▶ Task goal: Quote every item below word for word.

▶ Recorded information:
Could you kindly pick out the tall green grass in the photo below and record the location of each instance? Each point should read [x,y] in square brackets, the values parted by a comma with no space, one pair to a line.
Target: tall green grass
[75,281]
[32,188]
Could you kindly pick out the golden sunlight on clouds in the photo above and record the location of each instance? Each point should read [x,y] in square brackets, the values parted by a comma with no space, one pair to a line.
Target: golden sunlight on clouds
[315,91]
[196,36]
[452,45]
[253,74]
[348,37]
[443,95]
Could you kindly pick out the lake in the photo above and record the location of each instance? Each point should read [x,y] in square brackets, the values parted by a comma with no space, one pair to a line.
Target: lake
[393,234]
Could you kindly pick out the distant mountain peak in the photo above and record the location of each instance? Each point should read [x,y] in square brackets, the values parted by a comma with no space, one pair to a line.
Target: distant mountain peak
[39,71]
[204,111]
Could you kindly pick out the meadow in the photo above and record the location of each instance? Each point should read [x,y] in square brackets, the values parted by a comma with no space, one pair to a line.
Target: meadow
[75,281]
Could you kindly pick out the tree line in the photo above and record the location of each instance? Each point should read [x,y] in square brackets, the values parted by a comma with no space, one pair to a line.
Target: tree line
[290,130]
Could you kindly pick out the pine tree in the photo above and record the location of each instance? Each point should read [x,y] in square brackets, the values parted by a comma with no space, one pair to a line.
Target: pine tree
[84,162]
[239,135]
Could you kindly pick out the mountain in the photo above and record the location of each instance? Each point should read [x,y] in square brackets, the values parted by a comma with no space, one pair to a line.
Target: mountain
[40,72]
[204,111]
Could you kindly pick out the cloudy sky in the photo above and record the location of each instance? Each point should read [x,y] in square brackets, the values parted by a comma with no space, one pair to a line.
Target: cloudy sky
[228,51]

▶ Result of this exercise:
Could you kindly pick out the tall green grass in the photo below and record the location of each instance? Each point should read [x,y] in square brackets, the values parted by a comma with no space, one pair to a line.
Target: tall green grass
[75,281]
[32,188]
Could you kindly pick out the golden sunlight on clouds in the photo above and record the location of each instance? Each point should read [x,y] in square brackets, the values parted by a comma with no space, one pair to a line.
Target: golden sunlight on clouds
[315,91]
[196,36]
[452,45]
[253,74]
[348,37]
[443,95]
Could you kindly pick out the lake in the photo above and record the location of each instance? Each point should read [x,y] in square brackets, the values parted by a comma with no space, one pair to a line.
Target: lake
[393,234]
Could you kindly pick out the distant mountain peak in the photo above and record the location of each instance? Each point should read [x,y] in square brackets, the values parted by a comma with no space, one pair to a line.
Target: distant mountain peak
[39,71]
[204,111]
Could you kindly pick out the meadow in the photo above and record the location of each instance? Each point should read [x,y] in square brackets, the values parted by a comma with no space, one pair to a line.
Target: meadow
[75,281]
Could you kindly pick out the tree line in the photo above and record the location of each instance? Each point should read [x,y] in square brackets, the values parted by a comma with no space, one pair to a line.
Target: tree line
[290,130]
Could you kindly pick out the pine tree in the photo above and record the location of each instance? Each point should read [x,y] in square brackets, the values parted by a comma with no space, one pair to a line.
Target: pine tree
[84,162]
[239,135]
Could you kindly pick out the mountain in the photo above and record the location of each instance? Each point should read [x,y] in square brackets, the values parted by a comma with no space, one pair to a line.
Target: mountain
[40,72]
[204,111]
Could you kindly pick out the cloudy sky in the photo above and record the location of each instance? Each point should read [x,y] in square brackets, the values parted by a comma with no space, one pair to a line.
Target: cloudy sky
[228,51]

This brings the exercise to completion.